What is required
Copy the rows below word for word, from the start through the line that contains "[0,557,640,614]", and omit the pictures from your copy.

Rows for bounding box labeling

>> START

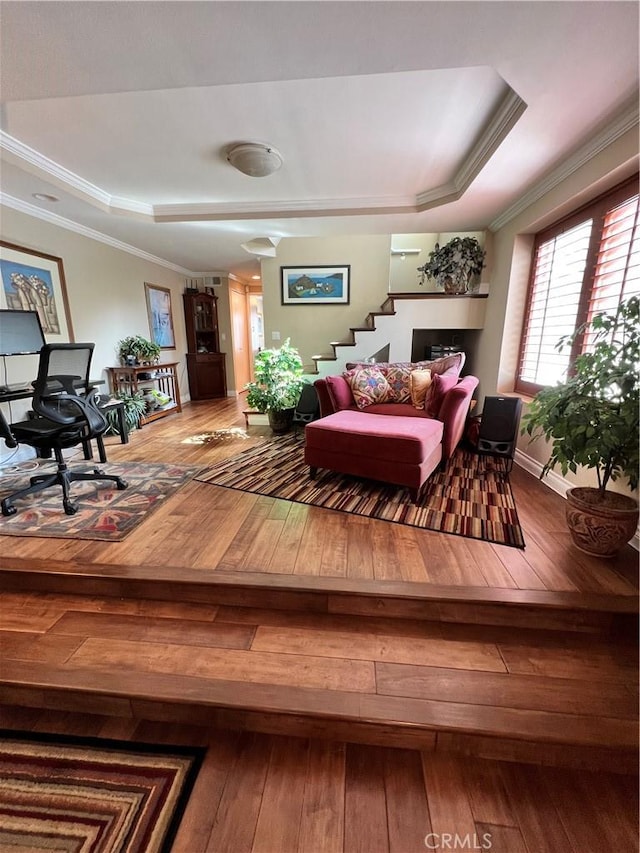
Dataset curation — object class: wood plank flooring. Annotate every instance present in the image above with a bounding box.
[0,399,638,599]
[0,400,638,853]
[0,706,638,853]
[0,593,637,772]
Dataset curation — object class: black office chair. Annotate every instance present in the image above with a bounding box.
[0,344,127,515]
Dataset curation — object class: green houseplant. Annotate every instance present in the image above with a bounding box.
[245,338,304,432]
[523,297,640,556]
[418,237,486,293]
[105,391,147,435]
[118,335,161,365]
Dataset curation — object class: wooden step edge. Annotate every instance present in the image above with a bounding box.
[0,561,638,641]
[0,661,638,773]
[0,557,640,614]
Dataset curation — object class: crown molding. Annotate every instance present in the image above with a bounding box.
[154,196,417,222]
[416,89,527,211]
[489,97,640,231]
[0,193,192,277]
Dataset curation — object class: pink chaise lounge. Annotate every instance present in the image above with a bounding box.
[305,362,478,502]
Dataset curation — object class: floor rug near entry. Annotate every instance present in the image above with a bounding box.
[195,435,524,548]
[0,732,203,853]
[0,462,202,542]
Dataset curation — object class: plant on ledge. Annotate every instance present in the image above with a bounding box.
[118,335,161,365]
[522,297,640,556]
[418,237,486,293]
[245,338,304,432]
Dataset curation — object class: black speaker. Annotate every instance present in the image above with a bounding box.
[478,397,522,458]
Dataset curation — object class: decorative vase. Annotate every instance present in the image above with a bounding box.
[267,409,295,435]
[566,486,638,557]
[436,273,471,295]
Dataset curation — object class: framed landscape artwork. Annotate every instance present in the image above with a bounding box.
[0,240,73,344]
[280,265,351,305]
[144,282,176,349]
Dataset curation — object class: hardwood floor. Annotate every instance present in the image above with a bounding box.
[0,400,638,853]
[0,707,638,853]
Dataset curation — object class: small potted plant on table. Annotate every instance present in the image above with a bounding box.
[118,335,161,367]
[245,338,304,433]
[523,297,640,557]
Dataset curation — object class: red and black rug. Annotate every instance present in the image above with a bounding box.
[0,462,202,542]
[195,434,524,548]
[0,732,203,853]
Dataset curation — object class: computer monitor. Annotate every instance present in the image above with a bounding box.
[0,308,45,356]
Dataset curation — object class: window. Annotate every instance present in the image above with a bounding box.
[516,175,640,395]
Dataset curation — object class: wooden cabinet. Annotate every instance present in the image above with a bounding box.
[187,352,227,400]
[183,293,227,400]
[107,361,182,426]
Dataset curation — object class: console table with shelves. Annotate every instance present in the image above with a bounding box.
[107,361,182,426]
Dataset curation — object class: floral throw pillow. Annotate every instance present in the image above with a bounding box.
[342,367,393,409]
[379,364,411,403]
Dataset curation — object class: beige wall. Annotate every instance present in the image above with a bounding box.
[0,201,189,419]
[262,233,391,370]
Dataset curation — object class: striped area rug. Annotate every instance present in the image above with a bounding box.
[0,732,203,853]
[195,434,524,548]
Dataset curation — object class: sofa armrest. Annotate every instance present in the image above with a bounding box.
[313,376,355,418]
[313,379,335,418]
[438,376,480,459]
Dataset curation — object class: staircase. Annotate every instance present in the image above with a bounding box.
[312,293,487,376]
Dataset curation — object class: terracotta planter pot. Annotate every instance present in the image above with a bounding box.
[566,487,638,557]
[268,409,295,434]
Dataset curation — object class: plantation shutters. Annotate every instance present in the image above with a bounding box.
[584,195,640,351]
[516,176,640,395]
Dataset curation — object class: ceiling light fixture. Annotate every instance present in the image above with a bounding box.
[227,142,282,178]
[240,237,280,258]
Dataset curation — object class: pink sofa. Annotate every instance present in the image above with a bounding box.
[305,354,478,502]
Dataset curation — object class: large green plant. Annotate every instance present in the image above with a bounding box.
[245,338,304,412]
[522,297,640,497]
[418,237,485,289]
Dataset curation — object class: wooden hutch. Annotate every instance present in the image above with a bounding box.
[183,291,227,400]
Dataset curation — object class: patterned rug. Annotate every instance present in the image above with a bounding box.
[0,732,203,853]
[195,435,524,548]
[0,461,202,542]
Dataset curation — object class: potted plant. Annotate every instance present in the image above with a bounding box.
[418,237,486,293]
[522,297,640,557]
[118,335,161,366]
[245,338,304,433]
[105,391,147,435]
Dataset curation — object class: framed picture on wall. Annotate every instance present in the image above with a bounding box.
[0,240,73,344]
[280,265,351,305]
[144,282,176,349]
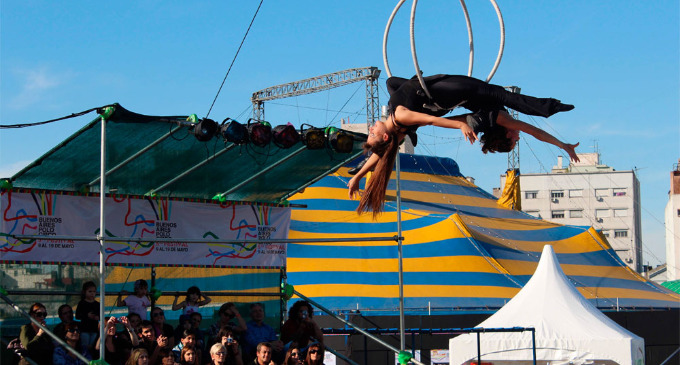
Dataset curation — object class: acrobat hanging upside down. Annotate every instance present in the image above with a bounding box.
[347,75,579,217]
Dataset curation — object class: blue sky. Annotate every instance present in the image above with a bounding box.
[0,0,680,264]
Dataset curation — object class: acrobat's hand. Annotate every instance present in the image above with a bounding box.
[347,175,361,199]
[460,124,477,144]
[563,142,580,162]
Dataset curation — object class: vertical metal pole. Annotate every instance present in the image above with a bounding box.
[477,332,482,365]
[396,150,406,351]
[99,116,106,360]
[531,328,536,365]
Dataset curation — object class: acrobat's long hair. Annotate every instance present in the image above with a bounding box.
[357,134,399,219]
[479,125,515,154]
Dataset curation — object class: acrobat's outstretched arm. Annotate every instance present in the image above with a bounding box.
[496,111,579,162]
[394,105,477,144]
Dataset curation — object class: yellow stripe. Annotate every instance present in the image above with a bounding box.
[576,287,680,301]
[287,256,498,273]
[472,230,602,256]
[295,284,519,299]
[498,260,656,281]
[288,216,465,247]
[461,215,562,231]
[334,167,477,188]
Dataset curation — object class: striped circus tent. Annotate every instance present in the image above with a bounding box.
[287,154,680,314]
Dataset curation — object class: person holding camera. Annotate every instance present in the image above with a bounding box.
[19,303,54,365]
[281,300,323,348]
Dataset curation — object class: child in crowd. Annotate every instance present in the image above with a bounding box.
[76,281,99,347]
[172,286,212,314]
[116,279,151,320]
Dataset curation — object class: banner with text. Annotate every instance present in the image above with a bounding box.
[0,191,290,267]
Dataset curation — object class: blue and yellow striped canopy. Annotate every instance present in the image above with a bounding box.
[287,154,680,313]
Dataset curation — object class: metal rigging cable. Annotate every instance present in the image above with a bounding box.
[205,0,264,118]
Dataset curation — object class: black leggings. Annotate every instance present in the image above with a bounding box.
[425,75,562,117]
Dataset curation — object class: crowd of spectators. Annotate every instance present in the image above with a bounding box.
[5,282,324,365]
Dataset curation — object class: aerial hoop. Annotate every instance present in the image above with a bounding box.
[383,0,505,104]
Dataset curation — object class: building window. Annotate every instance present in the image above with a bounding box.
[614,229,628,238]
[595,209,609,218]
[524,210,541,218]
[552,210,564,219]
[569,210,583,218]
[614,209,628,217]
[595,189,609,198]
[550,190,564,199]
[569,189,583,198]
[612,188,626,196]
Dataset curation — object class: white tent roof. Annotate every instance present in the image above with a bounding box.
[449,245,645,365]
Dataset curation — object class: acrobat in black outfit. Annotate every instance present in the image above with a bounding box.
[347,75,578,217]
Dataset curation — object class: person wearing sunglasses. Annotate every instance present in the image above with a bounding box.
[19,303,54,365]
[283,345,302,365]
[151,307,175,348]
[52,304,78,338]
[52,322,99,365]
[304,342,323,365]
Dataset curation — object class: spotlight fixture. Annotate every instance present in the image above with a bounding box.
[220,118,248,144]
[182,114,217,142]
[326,127,354,153]
[300,124,326,150]
[248,118,272,147]
[273,123,300,148]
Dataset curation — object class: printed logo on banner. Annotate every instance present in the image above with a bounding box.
[0,191,290,267]
[0,191,75,254]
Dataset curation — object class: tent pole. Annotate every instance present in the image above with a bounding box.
[99,115,106,359]
[531,328,536,365]
[396,151,406,351]
[477,332,482,365]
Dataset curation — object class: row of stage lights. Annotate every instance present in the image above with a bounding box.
[180,114,354,153]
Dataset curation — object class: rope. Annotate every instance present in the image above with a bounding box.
[205,0,264,118]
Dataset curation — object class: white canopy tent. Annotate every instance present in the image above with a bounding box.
[449,245,645,365]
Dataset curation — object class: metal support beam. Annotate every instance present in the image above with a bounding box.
[505,86,521,170]
[250,67,380,124]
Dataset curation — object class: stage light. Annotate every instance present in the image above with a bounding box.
[326,127,354,153]
[181,114,217,142]
[248,119,272,147]
[273,123,300,148]
[300,124,326,150]
[220,118,248,144]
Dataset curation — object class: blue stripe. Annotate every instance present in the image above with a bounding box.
[288,233,482,259]
[290,216,446,234]
[294,293,509,315]
[467,225,588,242]
[477,241,622,267]
[288,271,525,288]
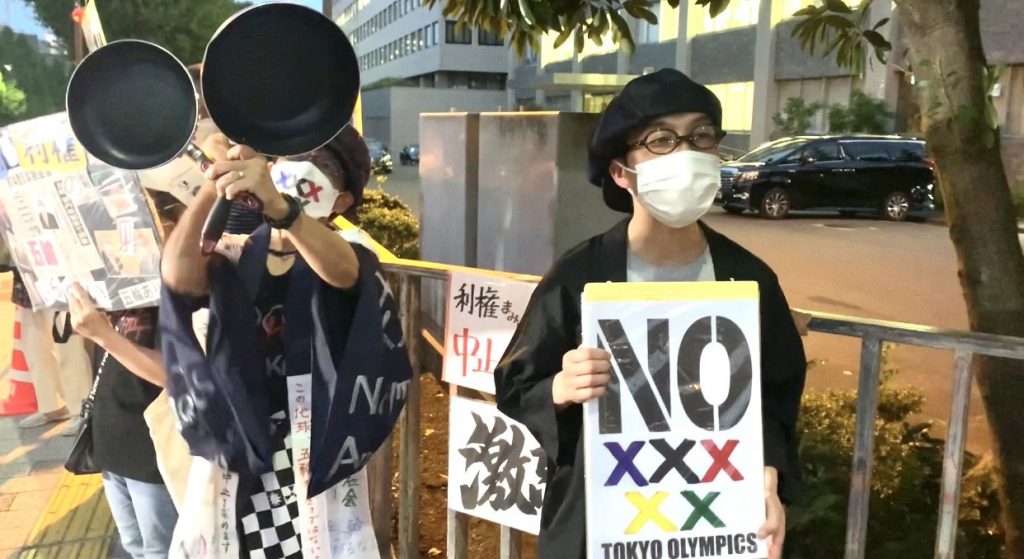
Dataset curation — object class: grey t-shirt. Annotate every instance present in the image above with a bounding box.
[626,248,715,282]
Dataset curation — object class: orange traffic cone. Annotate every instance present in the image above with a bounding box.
[0,306,39,417]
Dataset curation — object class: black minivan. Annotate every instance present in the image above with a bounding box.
[717,135,935,221]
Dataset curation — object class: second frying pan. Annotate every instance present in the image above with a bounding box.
[68,2,359,254]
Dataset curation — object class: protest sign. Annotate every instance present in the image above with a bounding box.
[583,282,767,559]
[449,396,547,534]
[442,271,536,394]
[0,113,160,310]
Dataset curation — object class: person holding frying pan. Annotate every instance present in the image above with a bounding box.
[68,191,184,559]
[161,127,412,557]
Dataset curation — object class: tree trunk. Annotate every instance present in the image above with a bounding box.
[897,0,1024,558]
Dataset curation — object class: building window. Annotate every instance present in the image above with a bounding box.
[444,22,473,45]
[637,4,662,44]
[476,29,505,46]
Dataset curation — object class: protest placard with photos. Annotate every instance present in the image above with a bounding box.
[442,271,537,394]
[583,282,767,559]
[0,113,160,310]
[447,396,547,534]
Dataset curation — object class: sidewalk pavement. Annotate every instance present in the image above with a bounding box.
[0,274,124,559]
[928,214,1024,230]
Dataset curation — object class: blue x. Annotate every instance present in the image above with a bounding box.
[604,440,647,487]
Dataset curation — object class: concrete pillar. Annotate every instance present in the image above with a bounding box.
[751,0,782,147]
[676,2,692,76]
[505,44,520,111]
[615,15,637,76]
[863,1,899,113]
[569,33,583,113]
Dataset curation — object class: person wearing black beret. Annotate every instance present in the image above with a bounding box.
[495,69,807,559]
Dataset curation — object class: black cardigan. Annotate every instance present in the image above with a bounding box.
[495,220,807,559]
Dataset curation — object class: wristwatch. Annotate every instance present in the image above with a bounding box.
[266,194,302,229]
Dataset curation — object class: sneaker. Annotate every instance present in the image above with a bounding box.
[60,416,85,437]
[17,407,71,429]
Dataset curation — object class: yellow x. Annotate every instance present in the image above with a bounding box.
[626,491,676,535]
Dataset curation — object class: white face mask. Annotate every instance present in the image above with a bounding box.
[270,161,339,219]
[618,149,722,229]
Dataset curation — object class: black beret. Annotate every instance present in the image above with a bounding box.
[587,68,722,213]
[322,124,371,206]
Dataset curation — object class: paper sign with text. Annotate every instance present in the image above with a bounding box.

>> END

Response below
Dataset curation — object class: wood plank flooring. Annotate every instance present in the image above with a bounding box.
[0,399,638,599]
[0,400,638,853]
[0,706,638,853]
[0,593,637,772]
Dataset curation — object class: black office chair. Annotate every instance present in the image above with a bounding box.
[0,344,127,515]
Dataset curation — object class: green houseplant. Annotate every instance present in the image above with a bounding box.
[245,338,304,432]
[523,297,640,556]
[418,237,486,293]
[105,391,147,435]
[118,335,161,365]
Dataset curation — object class: wooden step edge. Annotate every instance present in the image above with a bounding box.
[0,561,638,641]
[0,661,638,773]
[0,557,640,614]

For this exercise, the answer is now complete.